- Written instruction
Copy the material word for word, starting at its beginning and ending at the line that contains "each instance gets its own outline", and leave the pictures out.

- Supplied entries
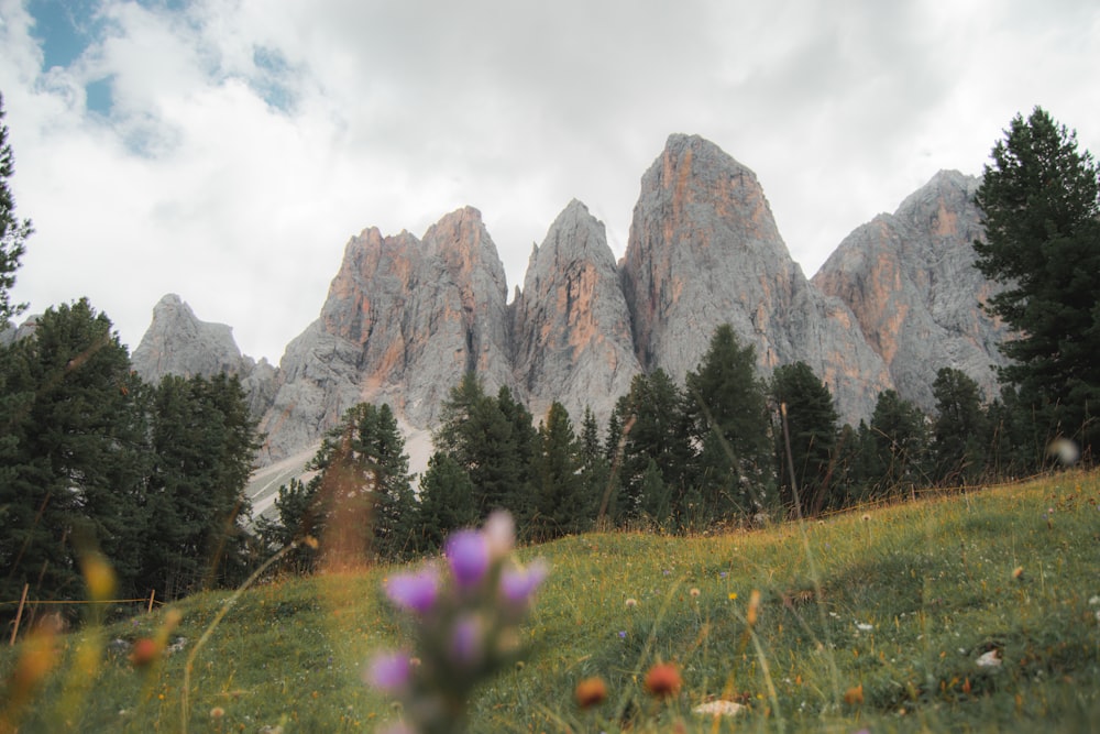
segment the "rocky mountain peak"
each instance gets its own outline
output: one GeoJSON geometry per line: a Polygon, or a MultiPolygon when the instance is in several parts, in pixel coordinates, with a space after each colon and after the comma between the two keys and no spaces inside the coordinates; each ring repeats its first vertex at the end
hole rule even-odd
{"type": "Polygon", "coordinates": [[[560,402],[606,420],[640,370],[603,222],[573,199],[531,252],[514,304],[516,383],[536,416],[560,402]]]}
{"type": "Polygon", "coordinates": [[[1007,331],[979,307],[994,286],[974,267],[978,183],[937,173],[894,213],[845,238],[814,276],[851,309],[898,392],[928,412],[941,368],[963,370],[989,398],[998,394],[992,365],[1003,364],[997,344],[1007,331]]]}
{"type": "Polygon", "coordinates": [[[153,320],[131,361],[138,374],[151,383],[167,374],[190,377],[228,372],[243,376],[254,365],[242,357],[231,327],[200,321],[174,293],[153,307],[153,320]]]}
{"type": "Polygon", "coordinates": [[[698,136],[670,136],[642,177],[623,286],[640,362],[678,382],[728,322],[761,375],[804,361],[846,417],[888,384],[850,313],[791,259],[756,174],[698,136]]]}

- Solution to this task
segment the "rocky mountain peak"
each instance gets its own outline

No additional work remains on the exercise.